- Data -
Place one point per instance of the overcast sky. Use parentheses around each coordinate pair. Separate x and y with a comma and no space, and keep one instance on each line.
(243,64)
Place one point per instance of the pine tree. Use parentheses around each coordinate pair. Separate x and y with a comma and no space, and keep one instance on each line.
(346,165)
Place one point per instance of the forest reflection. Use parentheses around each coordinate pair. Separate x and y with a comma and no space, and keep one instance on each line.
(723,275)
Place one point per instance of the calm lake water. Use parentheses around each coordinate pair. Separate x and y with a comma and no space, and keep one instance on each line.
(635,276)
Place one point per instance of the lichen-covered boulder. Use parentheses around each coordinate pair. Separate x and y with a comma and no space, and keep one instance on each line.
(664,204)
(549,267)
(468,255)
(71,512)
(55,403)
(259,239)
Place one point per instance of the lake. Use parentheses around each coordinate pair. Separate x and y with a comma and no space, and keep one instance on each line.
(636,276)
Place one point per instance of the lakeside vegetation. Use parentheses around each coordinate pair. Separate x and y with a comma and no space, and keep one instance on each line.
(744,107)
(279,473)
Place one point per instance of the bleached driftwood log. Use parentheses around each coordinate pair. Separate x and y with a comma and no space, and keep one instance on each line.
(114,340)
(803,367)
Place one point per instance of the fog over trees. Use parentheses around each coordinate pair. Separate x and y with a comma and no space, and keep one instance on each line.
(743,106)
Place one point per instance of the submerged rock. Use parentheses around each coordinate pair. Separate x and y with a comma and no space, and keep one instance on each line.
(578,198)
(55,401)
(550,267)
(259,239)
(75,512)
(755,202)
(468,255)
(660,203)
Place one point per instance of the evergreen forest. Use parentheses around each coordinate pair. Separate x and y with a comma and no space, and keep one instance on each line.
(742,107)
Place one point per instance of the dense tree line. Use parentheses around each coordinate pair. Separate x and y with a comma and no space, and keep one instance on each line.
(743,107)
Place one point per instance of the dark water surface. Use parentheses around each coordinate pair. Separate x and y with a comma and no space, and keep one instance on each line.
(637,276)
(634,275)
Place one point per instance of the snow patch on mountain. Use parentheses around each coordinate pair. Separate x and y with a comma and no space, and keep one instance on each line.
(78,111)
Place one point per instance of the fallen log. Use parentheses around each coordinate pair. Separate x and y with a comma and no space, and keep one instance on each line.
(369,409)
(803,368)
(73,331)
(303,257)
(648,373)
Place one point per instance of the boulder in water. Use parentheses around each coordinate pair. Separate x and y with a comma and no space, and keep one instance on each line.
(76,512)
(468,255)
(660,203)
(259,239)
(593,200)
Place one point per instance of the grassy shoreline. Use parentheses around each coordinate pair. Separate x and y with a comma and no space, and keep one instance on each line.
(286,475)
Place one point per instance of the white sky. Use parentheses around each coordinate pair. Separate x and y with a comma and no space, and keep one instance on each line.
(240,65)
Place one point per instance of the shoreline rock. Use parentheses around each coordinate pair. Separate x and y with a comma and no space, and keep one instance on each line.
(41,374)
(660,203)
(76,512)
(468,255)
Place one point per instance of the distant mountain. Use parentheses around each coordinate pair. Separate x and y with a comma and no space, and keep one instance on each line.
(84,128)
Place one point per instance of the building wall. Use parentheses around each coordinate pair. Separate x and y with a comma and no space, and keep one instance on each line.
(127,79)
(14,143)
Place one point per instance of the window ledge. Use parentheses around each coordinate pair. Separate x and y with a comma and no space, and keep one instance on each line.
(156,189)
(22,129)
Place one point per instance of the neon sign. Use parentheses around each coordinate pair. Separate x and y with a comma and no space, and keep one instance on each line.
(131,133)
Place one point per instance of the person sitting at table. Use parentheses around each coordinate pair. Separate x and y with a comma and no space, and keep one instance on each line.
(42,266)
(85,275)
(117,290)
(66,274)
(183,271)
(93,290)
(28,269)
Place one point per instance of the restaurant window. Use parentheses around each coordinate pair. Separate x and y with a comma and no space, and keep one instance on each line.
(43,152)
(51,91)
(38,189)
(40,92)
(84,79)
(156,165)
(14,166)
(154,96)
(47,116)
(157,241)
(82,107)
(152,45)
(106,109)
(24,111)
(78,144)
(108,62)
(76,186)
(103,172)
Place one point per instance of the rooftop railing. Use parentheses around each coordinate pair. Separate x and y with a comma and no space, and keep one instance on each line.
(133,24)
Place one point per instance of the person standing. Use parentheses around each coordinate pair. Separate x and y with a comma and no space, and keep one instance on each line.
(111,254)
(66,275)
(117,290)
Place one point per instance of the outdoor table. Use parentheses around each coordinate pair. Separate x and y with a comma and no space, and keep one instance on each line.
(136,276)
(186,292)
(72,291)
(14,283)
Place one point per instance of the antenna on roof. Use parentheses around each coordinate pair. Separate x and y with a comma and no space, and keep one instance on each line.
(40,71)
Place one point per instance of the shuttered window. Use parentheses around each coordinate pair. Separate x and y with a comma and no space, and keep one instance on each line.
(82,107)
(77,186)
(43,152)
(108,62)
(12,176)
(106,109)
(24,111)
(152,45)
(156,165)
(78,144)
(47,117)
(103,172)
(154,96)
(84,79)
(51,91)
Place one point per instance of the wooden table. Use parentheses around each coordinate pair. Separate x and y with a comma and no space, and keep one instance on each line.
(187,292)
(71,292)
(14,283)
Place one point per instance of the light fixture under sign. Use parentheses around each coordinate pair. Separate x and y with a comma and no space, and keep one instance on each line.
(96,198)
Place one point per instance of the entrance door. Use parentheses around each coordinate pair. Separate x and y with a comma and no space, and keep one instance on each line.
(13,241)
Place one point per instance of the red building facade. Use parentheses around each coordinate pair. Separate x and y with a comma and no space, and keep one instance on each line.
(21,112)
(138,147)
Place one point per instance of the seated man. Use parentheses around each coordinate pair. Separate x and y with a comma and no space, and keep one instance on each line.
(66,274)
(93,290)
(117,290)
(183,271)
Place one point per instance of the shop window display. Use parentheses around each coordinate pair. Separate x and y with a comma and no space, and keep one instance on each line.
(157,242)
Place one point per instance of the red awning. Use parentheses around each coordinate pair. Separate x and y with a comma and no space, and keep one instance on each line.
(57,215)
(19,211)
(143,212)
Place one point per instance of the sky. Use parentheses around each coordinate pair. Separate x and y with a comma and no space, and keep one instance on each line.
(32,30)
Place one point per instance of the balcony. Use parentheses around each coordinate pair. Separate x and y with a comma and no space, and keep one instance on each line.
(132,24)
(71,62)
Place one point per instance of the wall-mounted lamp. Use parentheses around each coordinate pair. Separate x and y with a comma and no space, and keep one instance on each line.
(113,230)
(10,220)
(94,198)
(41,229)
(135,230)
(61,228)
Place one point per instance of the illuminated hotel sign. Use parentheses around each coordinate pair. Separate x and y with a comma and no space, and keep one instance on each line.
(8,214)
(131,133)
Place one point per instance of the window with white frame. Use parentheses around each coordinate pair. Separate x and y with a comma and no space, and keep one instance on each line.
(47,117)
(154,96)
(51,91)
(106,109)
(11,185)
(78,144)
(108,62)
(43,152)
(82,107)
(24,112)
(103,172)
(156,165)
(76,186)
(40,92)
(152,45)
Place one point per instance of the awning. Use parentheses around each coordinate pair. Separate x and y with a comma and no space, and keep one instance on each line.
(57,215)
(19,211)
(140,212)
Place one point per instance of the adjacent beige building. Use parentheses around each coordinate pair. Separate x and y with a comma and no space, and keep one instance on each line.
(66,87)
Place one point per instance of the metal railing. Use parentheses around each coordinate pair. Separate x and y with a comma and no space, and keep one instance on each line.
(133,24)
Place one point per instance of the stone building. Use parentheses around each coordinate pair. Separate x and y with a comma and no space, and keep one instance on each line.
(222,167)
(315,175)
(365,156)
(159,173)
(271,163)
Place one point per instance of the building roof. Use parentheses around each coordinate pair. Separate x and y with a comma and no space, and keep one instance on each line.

- To be done -
Convert every one of the records above into a JSON list of strings, one string per line, leaving out blank lines.

- Answer to this exercise -
[
  "Place one point per instance of the overcast sky. Use parentheses around each coordinate pair. Separate x and y with a comma and no space, and keep one instance on each line.",
  "(243,64)",
  "Place one point per instance of the pine tree. Use parentheses around each coordinate pair. Separate x and y with a comma and no space, and keep one instance on each line.",
  "(346,165)",
  "Place one point per instance of the forest reflection. Use parentheses around each coordinate pair. Separate x and y with a comma and no space, and keep one instance on each line.",
  "(723,275)",
  "Place one point per instance of the calm lake water. Use parentheses around each coordinate pair. Separate x and y with a comma and no space, and keep one instance on each line.",
  "(635,276)",
  "Place one point per instance of the lichen-covered boulder. Use parentheses around each coordinate pair. Separate x and y with a comma and no space, and keep one instance on each line.",
  "(664,204)",
  "(549,267)",
  "(468,255)",
  "(71,512)",
  "(55,403)",
  "(259,239)",
  "Place one point per instance of the lake. Use parentheses around each coordinate pair. Separate x and y with a comma and no space, and keep one instance on each line.",
  "(636,276)",
  "Place one point per instance of the lakeside vegetation. Use parentheses around each coordinate pair. Separate x and y with a comma and no space, and keep one instance on each line.",
  "(744,107)",
  "(279,473)",
  "Place one point per instance of the bleached driftwood log. Use parentheses around each coordinate pair. Separate x and y with a comma and no space, and keep one instance on each line.",
  "(114,340)",
  "(803,367)",
  "Place one point per instance of the fog over trees. Use parentheses around each coordinate pair. Separate x and y with a comma and no space, and keep one instance on each line.",
  "(743,106)",
  "Place one point per instance of the submerged rock. Use parentheses around each coordinate pair. Separate x and y with a comma and no space, and keep one instance on each line.",
  "(578,198)",
  "(55,401)",
  "(550,267)",
  "(259,239)",
  "(75,512)",
  "(755,202)",
  "(468,255)",
  "(660,203)",
  "Place one point per instance of the evergreen forest. Use parentheses around each coordinate pair. Separate x and y with a comma and no space, and keep one instance on each line.",
  "(742,107)",
  "Place one point per instance of the dense tree line. Use parentheses around each coordinate pair. Separate x and y with a comma and no space, and keep one instance on each line.",
  "(743,107)",
  "Place one point per instance of the dark water surface. Use parentheses around each coordinate pair. Separate x and y with a comma and no space, and keep one instance on each line.",
  "(637,276)",
  "(634,275)",
  "Place one point per instance of the snow patch on mountain. Use parentheses around each coordinate pair. Separate x and y with a comma and no space, and keep one instance on each line.",
  "(78,111)",
  "Place one point per instance of the fallen log. Use parentheses around each coordinate pair. Separate x and y with a comma and no space, and keep one instance on each line.",
  "(369,409)",
  "(803,368)",
  "(73,331)",
  "(303,257)",
  "(648,373)",
  "Place one point per instance of the boulder in water. Use parentheses around each coordinate pair. Separate x and y with a comma and no space, and keep one instance on each line.",
  "(76,512)",
  "(468,255)",
  "(660,203)",
  "(259,239)",
  "(593,200)",
  "Place one point per instance of the grassy shoreline. Use parentheses around each coordinate pair. Separate x and y with a comma and no space, and keep one instance on each line.",
  "(286,475)",
  "Place one point per instance of the white sky. Use parentheses around each coordinate pair. Separate x and y with a comma and no space, and keep one instance on each line.",
  "(240,65)",
  "Place one point per instance of the shoreline rock. Use parentheses around each coordinate pair. Separate x and y with a comma and no space, and keep one instance on each line.",
  "(41,374)",
  "(660,203)",
  "(76,512)",
  "(468,255)",
  "Place one point per instance of the distant mountain. Use parentheses around each coordinate pair. Separate x and y with a comma and no space, and keep one instance on each line.",
  "(84,128)",
  "Place one point per instance of the building wall. Use parentheses around each coordinate pair. Separate x and y with a comma and no space, and keep one instance on each line.",
  "(127,79)",
  "(14,143)",
  "Place one point per instance of the window ledge. Use parentheses around each coordinate pair. Separate x and y with a comma and no space, and keep one instance on each line.",
  "(156,189)",
  "(22,129)",
  "Place one point per instance of the neon sign. Use parentheses around each coordinate pair. Separate x and y with a comma and no space, and keep one instance on each line.",
  "(131,133)",
  "Place one point per instance of the person sitting at table. Use parentheses around each coordinate pair. Separate x and y with a comma and no space, and keep one instance on each line.",
  "(42,266)",
  "(85,275)",
  "(117,290)",
  "(66,274)",
  "(183,271)",
  "(93,290)",
  "(28,269)",
  "Place one point per instance of the restaurant window. Use parentheses around each coordinate pair. Separate x and y with a comma and no space, and keep one instance on each line.",
  "(43,152)",
  "(51,91)",
  "(38,189)",
  "(40,92)",
  "(84,79)",
  "(156,165)",
  "(14,166)",
  "(154,96)",
  "(47,116)",
  "(157,241)",
  "(82,107)",
  "(152,45)",
  "(106,109)",
  "(24,111)",
  "(78,144)",
  "(108,62)",
  "(76,186)",
  "(103,172)",
  "Place one point per instance of the rooftop railing. Use parentheses around each coordinate pair. Separate x and y with a comma and no space, and keep one instance on each line.",
  "(133,24)",
  "Place one point per instance of the person standing. Use parentheses around each coordinate pair. Separate x and y with a comma and no space, and keep one instance on each line.",
  "(111,254)",
  "(66,275)",
  "(117,290)",
  "Place one point per instance of the outdoor table. Use parentheses around each coordinate pair. Separate x and y with a comma and no space, and keep one instance on each line.",
  "(136,276)",
  "(186,292)",
  "(72,291)",
  "(14,283)",
  "Place one point per instance of the antenna on roof. Use parentheses around each coordinate pair. Separate x and y with a comma and no space, and keep one instance on each line.",
  "(40,71)",
  "Place one point per instance of the shuttered window. Use parentheses around each coordinate pair. Separate x and y with a comma and no space, and keep one instance on each line.",
  "(82,107)",
  "(77,186)",
  "(43,152)",
  "(108,62)",
  "(12,176)",
  "(106,109)",
  "(24,111)",
  "(152,45)",
  "(156,165)",
  "(78,144)",
  "(47,117)",
  "(103,172)",
  "(154,96)",
  "(84,79)",
  "(51,91)",
  "Place one point per instance of the wooden table. Use parentheses around each coordinate pair. Separate x and y with a comma and no space, and keep one instance on each line.",
  "(187,292)",
  "(71,292)",
  "(14,283)",
  "Place one point per instance of the light fixture under sign. Use parentheses around each coordinate pair. Separate x and y with a comma and no space, and keep one instance on each line.",
  "(96,198)",
  "Place one point per instance of the entrance door. Use parentheses around each coordinate pair. Separate x and y with a comma and no space, and keep one instance on each line.",
  "(13,241)",
  "Place one point per instance of the red building facade. Use parentheses around each coordinate pair. Separate x and y with a comma and no space, and keep one instance on each line.",
  "(21,112)",
  "(138,147)",
  "Place one point per instance of the seated man. Use parentheses around each coordinate pair. Separate x and y with a comma and no space, and keep one instance on each line.",
  "(66,274)",
  "(93,290)",
  "(117,290)",
  "(183,271)",
  "Place one point per instance of the shop window display. Use parentheses around each coordinate pair. Separate x and y with a comma and no space, and keep one instance on each line.",
  "(157,242)",
  "Place one point per instance of the red awning. Use parentheses around each coordinate pair. Separate x and y with a comma and no space, and keep one instance on each line.",
  "(57,215)",
  "(19,211)",
  "(143,212)",
  "Place one point per instance of the sky. Use parentheses around each coordinate pair. Separate x and y with a comma and no space, and keep one instance on each line.",
  "(32,30)",
  "Place one point per instance of the balcony. Use parentheses around each coordinate pair. Separate x and y with a comma and no space, and keep one instance on each line.",
  "(132,24)",
  "(71,62)",
  "Place one point per instance of the wall-mounted lamp. Use parentheses around each coordinate pair. Separate x and y with a comma and no space, and keep one instance on each line.",
  "(113,230)",
  "(10,220)",
  "(94,198)",
  "(41,229)",
  "(135,230)",
  "(61,228)",
  "Place one point per instance of the illuminated hotel sign. Use parentheses around each coordinate pair. Separate x and y with a comma and no space, and keep one instance on each line.",
  "(8,214)",
  "(131,133)",
  "Place one point per instance of the window with white frame. Use parentheses around each coordinate pair. Separate x and y with a comma and no space, and keep one instance on each line.",
  "(47,117)",
  "(154,96)",
  "(51,91)",
  "(106,109)",
  "(11,185)",
  "(78,144)",
  "(108,62)",
  "(43,152)",
  "(82,107)",
  "(24,112)",
  "(103,172)",
  "(156,165)",
  "(76,186)",
  "(40,92)",
  "(152,45)",
  "Place one point per instance of the awning. Use parentheses around each coordinate pair. Separate x and y with a comma and no space, and keep one instance on each line.",
  "(57,215)",
  "(19,211)",
  "(140,212)",
  "Place one point per instance of the adjacent beige building. Use parentheses around each coordinate pair. Separate x and y with a comma and no space, and keep one instance on each line.",
  "(66,87)",
  "Place one point per instance of the metal railing. Use parentheses around each coordinate pair. Separate x and y with a comma and no space, and keep one instance on each line.",
  "(133,24)",
  "Place one point per instance of the stone building. Use parentheses around each coordinate pair. Separate x and y with a comma and no space, and keep one instance on each line.",
  "(222,167)",
  "(315,175)",
  "(365,156)",
  "(159,173)",
  "(271,163)",
  "Place one point per instance of the building roof. Use parentheses around each coordinate pair. Separate x and y with a comma and no space, and keep one instance on each line."
]